- [SUPPLIED DATA]
★ ★ ★ ★ ★

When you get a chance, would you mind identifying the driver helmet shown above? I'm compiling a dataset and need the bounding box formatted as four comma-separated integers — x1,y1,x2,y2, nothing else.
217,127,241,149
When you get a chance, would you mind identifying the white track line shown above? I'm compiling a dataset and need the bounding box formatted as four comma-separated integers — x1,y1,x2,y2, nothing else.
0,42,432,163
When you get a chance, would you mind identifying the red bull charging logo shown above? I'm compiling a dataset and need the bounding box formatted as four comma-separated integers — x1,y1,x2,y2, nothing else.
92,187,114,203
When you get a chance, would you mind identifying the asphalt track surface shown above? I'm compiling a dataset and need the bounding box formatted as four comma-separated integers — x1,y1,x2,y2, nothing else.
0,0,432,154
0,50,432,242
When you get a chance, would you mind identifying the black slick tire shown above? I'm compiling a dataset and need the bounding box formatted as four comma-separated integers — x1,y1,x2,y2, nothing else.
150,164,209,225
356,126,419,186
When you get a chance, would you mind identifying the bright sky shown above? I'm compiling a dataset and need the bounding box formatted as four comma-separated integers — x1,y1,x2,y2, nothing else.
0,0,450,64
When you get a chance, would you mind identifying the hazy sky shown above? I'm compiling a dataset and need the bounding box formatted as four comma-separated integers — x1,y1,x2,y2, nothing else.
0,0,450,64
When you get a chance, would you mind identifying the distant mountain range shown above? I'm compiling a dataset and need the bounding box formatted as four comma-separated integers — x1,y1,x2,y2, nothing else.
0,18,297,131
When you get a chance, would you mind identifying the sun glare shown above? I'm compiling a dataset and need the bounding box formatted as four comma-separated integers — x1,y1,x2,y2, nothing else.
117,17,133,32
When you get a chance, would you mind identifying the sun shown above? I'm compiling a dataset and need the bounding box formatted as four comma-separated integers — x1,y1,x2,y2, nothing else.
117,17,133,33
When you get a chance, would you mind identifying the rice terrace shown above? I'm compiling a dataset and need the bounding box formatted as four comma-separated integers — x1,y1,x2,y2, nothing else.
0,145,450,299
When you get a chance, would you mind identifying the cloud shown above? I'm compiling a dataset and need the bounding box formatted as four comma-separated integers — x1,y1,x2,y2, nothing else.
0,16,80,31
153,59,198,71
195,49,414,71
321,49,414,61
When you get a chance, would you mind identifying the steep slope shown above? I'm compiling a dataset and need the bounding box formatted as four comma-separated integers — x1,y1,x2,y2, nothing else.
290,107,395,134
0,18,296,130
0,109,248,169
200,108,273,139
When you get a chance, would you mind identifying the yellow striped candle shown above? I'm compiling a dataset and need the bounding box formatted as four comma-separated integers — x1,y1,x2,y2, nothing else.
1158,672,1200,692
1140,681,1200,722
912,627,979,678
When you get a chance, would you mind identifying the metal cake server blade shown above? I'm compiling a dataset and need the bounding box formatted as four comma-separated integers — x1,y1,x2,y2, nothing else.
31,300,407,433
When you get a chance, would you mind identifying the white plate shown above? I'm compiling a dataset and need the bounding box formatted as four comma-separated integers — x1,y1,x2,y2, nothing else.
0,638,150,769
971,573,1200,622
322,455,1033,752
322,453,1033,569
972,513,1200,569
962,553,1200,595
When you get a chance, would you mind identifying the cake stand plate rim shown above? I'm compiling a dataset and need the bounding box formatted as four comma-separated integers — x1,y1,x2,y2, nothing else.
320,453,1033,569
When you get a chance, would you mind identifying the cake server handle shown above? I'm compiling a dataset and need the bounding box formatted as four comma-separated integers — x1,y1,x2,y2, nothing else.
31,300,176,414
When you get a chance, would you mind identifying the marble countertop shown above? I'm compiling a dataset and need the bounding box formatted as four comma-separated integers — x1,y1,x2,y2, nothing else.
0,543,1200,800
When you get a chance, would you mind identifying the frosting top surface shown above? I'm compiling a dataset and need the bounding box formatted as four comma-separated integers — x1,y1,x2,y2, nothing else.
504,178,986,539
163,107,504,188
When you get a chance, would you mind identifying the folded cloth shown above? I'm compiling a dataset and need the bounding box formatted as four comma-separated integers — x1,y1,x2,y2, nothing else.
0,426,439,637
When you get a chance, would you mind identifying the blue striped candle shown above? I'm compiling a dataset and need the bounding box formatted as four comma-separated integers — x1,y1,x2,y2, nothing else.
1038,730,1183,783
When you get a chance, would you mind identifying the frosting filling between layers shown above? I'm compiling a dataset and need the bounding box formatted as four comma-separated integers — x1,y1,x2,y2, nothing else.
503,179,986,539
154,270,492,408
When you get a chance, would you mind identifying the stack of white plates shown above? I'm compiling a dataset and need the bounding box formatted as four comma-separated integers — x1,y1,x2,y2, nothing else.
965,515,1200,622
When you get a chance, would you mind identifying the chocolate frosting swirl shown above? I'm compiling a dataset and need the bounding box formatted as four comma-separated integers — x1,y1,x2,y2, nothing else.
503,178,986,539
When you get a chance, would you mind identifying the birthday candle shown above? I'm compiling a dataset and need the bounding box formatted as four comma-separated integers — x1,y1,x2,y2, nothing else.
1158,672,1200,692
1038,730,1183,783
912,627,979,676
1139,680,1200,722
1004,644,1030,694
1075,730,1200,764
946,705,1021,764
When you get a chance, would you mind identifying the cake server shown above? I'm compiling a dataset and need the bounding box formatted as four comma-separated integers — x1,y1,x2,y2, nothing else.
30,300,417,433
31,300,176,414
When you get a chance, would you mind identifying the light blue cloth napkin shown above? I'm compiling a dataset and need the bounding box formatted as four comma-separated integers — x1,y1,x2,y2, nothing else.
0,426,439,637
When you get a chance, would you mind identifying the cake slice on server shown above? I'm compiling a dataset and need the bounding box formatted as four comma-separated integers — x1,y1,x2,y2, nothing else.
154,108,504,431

★ ★ ★ ★ ★

- [THE REQUEST]
Copy every one of the records above word for word, with nothing changed.

- [TASK SOLUTION]
When you get a chance, would you mind identifying the driver helmet shown above? I'm compiling a dataset and need the bounding box formatted as four comma-separated integers — x1,y1,x2,y2, nothing else.
217,127,241,149
When you get a chance, would you mind identifying the white track line shown above? I'm compiling a dataset and need the bounding box formatted as four comma-separated integers — x1,y1,x2,y2, nothing else.
0,42,432,163
When you get a chance, would you mind identifying the red bull charging logo shown above? I'm compiling a dataset and need the bounding box formatted as four comma-separated integers — x1,y1,x2,y2, nothing else.
92,187,114,203
When you get a chance, would you mind identifying the asphalt track surface shown above? I'm compiling a dataset and need the bounding box formatted as four comma-separated integers — x1,y1,x2,y2, nothing else.
0,0,432,154
0,50,432,242
When you get a chance, would you mind identifying the black slick tire shown above? I'm compiling a dataset and need the bounding box formatted as four comma-separated integers — x1,y1,x2,y2, nothing else.
150,164,209,225
356,126,419,186
When you get a chance, would you mind identifying the bright sky shown above? I'm compiling a dataset and need the bounding box formatted as four comma-separated integers — x1,y1,x2,y2, nothing else.
0,0,450,64
When you get a chance, would you mind identifying the hazy sky shown above? I'm compiling a dataset and need the bounding box formatted as four comma-separated integers — x1,y1,x2,y2, nothing else.
0,0,450,64
When you get a chance, would you mind identifying the distant mountain range shown above? I'm compiling a dataset and need the bounding box formatted as four comma-separated integers — x1,y1,x2,y2, nothing else.
0,18,297,131
When you get a chance, would you mind identifying the sun glare shown above? I'm compiling a dataset and need the bounding box formatted as four comma-separated integers — x1,y1,x2,y2, nothing else.
117,17,133,32
When you get a chance, would you mind identifying the sun shown above? I'm compiling a dataset and need the bounding box formatted as four comma-separated integers — x1,y1,x2,y2, nothing else.
117,17,133,33
When you get a chance, would you mind identifying the rice terrace shown above? I'm compiling a dataset and need the bounding box formatted as four comma-separated integers — x1,y1,x2,y2, nothing else.
0,145,450,299
When you get a chance, would you mind identifying the cloud shown above? I'm compiling a dataset and need the bounding box formatted as four comma-separated integers — x1,y1,x2,y2, nothing else.
0,16,80,31
153,59,198,71
195,49,414,71
321,49,414,61
When you get a chance, would you mind identifying the steep slope shown above? I'm compiling a dataset and need the bounding box formatted as four comma-separated integers — x1,y1,x2,y2, nothing else.
290,107,395,134
0,18,296,130
0,109,248,169
200,108,273,139
When you get a chance, would you mind identifying the yellow striped candle shown above? I'm compiling a dataset and need the bounding box formatted as four comma-separated integers — x1,y1,x2,y2, nothing else.
1158,672,1200,692
1140,681,1200,722
912,627,979,678
When you get a chance, would you mind identifying the metal cake server blade shown above? I'm compiling a dataset and need the bounding box formatted as four comma-separated integers — x1,y1,x2,y2, nothing else.
31,300,407,433
When you get a chance, would you mind identifying the white plate shown above? I'm compiling a dataset and need the bounding box formatted as four comma-separated integers — x1,y1,x2,y2, nothing else.
0,638,150,769
971,573,1200,622
322,455,1033,752
322,453,1033,569
972,513,1200,569
962,553,1200,595
When you get a chance, would you mind identifying the cake stand plate rim shown above? I'm compiling a dataset and need the bounding box formatted as four comma-separated integers — x1,y1,x2,y2, nothing else.
320,453,1033,569
When you get a chance, would you mind identifying the cake server handle shown above? I'm compiling a dataset and need the bounding box formatted as four comma-separated integers — x1,y1,x2,y2, nothing else.
31,300,176,414
When you get a chance, would you mind identifying the marble countertop shown above? I'm compiling a dataset and need the bounding box formatted as four comma-separated integers — x1,y1,x2,y2, nothing else.
0,543,1200,800
When you get a chance, would you mind identifying the frosting top surface shown above? I'm compiling a dataset and need the bounding box formatted as four comma-separated integers — x1,y1,x2,y2, nothing else.
504,178,986,539
163,107,504,188
When you get a chance, would you mind identifying the folded cloth shown above? I'm compiling a dataset and need the bounding box formatted as four comma-separated integers — x1,y1,x2,y2, nothing else.
0,426,439,637
When you get a chance, would you mind identifying the blue striped candle shown above? I'm compiling a dataset and need the bounding box formatted as four comma-separated integers — x1,y1,x2,y2, nothing else.
1038,730,1183,783
When you get a chance, would you mind identifying the frosting filling between layers shown above? I'm compiling a dataset and need the bounding box formatted as four comma-separated integers — x1,y1,x2,y2, nothing else.
503,179,986,539
154,270,492,408
When you get a chance, would you mind identifying the stack of white plates shown above? I'm compiling a dataset and need the bounding box formatted as four comma-separated integers — x1,y1,x2,y2, nothing else.
965,515,1200,622
When you get a chance, would you mind identifying the chocolate frosting swirl shown above? I'm compiling a dataset and need the bounding box formatted as four comma-separated integers — x1,y1,x2,y2, nothing else.
503,178,986,539
When you get a chance, would you mind identifying the birthday candle shown above? I'm compiling a dataset and need the bounding box formatted as four comma-separated integers — x1,y1,x2,y2, nothing else.
1158,672,1200,692
1038,730,1183,783
912,627,979,676
1139,680,1200,722
1004,644,1030,694
1075,730,1200,764
946,705,1021,764
When you get a chance, would you mind identifying the cake server shown above? I'm compiling a dataset and need the bounding box formatted as four comma-separated integers — x1,y1,x2,y2, nothing else.
30,300,417,433
31,300,176,414
When you get a chance, would you mind identifying the light blue cloth napkin shown above? I'm compiling a dataset and need the bounding box formatted as four comma-separated integers — x1,y1,x2,y2, nothing else.
0,426,439,637
When you get a chance, would you mind identifying the cake slice on server shown above? I'm compiling a dataset and need the bounding box formatted as four comma-separated integers — x1,y1,x2,y2, nothing else.
154,108,504,431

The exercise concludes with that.